WRITTEN INSTRUCTION 1
Extract the dataset entries starting with the line containing "Could you identify the calm" and going on through the end of the entries, including both ends.

EXTRACTED TEXT
--
As for stats - I'm over two months now and have dropped to a low of 76.9kg, so the weight loss from less booze calories had begun to tail off and I'm seemingly now limited by exercise and diet, which is exactly how it should be. Fair bit to go on that front, but losing weight and feeling healthier has been an massive incentive to keep going with the wagon ride!

How are the rest of the folks doing?
Hiya chap. Well I'm still dry as a lizards ass on a Saharan desert floor. My weight is still slowly coming down without too much effort on my part.

A few longer term good signs for me. I suggested to the OH we go for a curry Friday night whilst the little one was with friends at Pizza Hut. I realised as I was putting a shirt on getting ready that I was going to a beer venue so to speak. But then realised it had only dawned on me well after the initial thought. That struck me as great.

I meant to write before now and say how impressed I was that you were able to spend so much time in a beer garden watching your mates drink and so on. I really couldn't do that (even now) and would have to change the event or not go I think.
--
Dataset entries
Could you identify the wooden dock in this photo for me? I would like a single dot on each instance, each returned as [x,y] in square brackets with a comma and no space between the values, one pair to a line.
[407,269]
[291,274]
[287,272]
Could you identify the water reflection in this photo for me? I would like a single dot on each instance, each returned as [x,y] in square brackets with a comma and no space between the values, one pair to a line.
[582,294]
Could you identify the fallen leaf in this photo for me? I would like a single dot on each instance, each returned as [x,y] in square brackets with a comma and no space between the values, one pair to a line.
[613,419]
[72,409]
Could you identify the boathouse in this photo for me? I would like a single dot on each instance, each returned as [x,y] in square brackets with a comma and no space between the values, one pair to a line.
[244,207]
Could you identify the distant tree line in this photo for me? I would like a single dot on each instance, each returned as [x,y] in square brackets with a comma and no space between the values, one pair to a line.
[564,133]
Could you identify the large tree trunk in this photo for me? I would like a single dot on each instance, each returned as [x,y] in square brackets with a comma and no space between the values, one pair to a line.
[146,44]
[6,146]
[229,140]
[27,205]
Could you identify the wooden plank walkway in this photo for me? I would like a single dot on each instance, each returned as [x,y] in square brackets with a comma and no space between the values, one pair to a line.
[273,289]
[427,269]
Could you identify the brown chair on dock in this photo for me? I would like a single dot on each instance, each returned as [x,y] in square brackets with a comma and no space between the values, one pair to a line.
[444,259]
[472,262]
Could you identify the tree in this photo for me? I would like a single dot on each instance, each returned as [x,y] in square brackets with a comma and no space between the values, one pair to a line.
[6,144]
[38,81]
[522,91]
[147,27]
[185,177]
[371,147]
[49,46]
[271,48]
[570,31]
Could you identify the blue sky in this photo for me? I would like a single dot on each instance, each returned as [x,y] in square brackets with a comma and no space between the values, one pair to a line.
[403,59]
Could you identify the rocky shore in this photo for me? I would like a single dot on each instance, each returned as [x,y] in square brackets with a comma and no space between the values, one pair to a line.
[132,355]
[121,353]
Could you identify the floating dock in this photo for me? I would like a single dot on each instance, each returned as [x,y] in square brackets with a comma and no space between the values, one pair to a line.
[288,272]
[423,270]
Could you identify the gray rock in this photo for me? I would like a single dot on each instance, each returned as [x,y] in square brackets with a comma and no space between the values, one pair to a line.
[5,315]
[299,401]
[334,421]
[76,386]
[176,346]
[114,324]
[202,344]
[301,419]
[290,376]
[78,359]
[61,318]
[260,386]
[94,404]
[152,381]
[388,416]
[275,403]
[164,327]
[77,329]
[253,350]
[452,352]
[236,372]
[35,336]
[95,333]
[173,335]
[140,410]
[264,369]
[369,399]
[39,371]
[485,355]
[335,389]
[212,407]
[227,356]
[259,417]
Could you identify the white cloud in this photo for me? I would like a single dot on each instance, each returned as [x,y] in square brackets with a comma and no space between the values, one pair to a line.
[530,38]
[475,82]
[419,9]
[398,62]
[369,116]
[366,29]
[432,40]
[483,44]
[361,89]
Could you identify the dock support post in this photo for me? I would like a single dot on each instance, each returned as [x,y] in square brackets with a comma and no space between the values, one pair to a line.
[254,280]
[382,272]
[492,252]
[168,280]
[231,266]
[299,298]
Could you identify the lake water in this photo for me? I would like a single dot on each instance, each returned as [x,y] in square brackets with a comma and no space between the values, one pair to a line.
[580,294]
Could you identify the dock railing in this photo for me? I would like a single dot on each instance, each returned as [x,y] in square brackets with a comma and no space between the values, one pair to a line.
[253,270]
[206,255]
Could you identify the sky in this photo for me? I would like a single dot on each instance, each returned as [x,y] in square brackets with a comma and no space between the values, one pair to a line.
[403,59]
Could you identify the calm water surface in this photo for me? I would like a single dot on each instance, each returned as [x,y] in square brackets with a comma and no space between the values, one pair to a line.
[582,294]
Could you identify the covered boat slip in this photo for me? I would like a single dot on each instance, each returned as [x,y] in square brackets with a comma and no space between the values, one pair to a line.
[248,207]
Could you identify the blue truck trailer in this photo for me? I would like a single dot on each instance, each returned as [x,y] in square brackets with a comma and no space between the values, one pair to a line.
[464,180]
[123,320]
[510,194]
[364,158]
--
WRITTEN INSTRUCTION 2
From the passage about giving up alcohol, copy the words starting with "How are the" and going on through "go I think.".

FINAL RESULT 1
Could you identify the calm water surface in this photo for me? I would like a single dot on each instance, each returned as [x,y] in square brackets with a comma and no space between the values, one pair to a line.
[582,294]
Could you identify the covered boat slip in this photo for me? I would like a single dot on each instance, each returned as [x,y] in square brackets with a comma and no space between the values, one pair to a line.
[248,207]
Could you identify the blue truck trailer in this photo for me? I would like a single dot on each instance, each returned as [x,y] in square brackets with a comma and no space between the values, one pair to a line.
[464,180]
[123,320]
[510,194]
[364,158]

FINAL RESULT 2
How are the rest of the folks doing?
Hiya chap. Well I'm still dry as a lizards ass on a Saharan desert floor. My weight is still slowly coming down without too much effort on my part.

A few longer term good signs for me. I suggested to the OH we go for a curry Friday night whilst the little one was with friends at Pizza Hut. I realised as I was putting a shirt on getting ready that I was going to a beer venue so to speak. But then realised it had only dawned on me well after the initial thought. That struck me as great.

I meant to write before now and say how impressed I was that you were able to spend so much time in a beer garden watching your mates drink and so on. I really couldn't do that (even now) and would have to change the event or not go I think.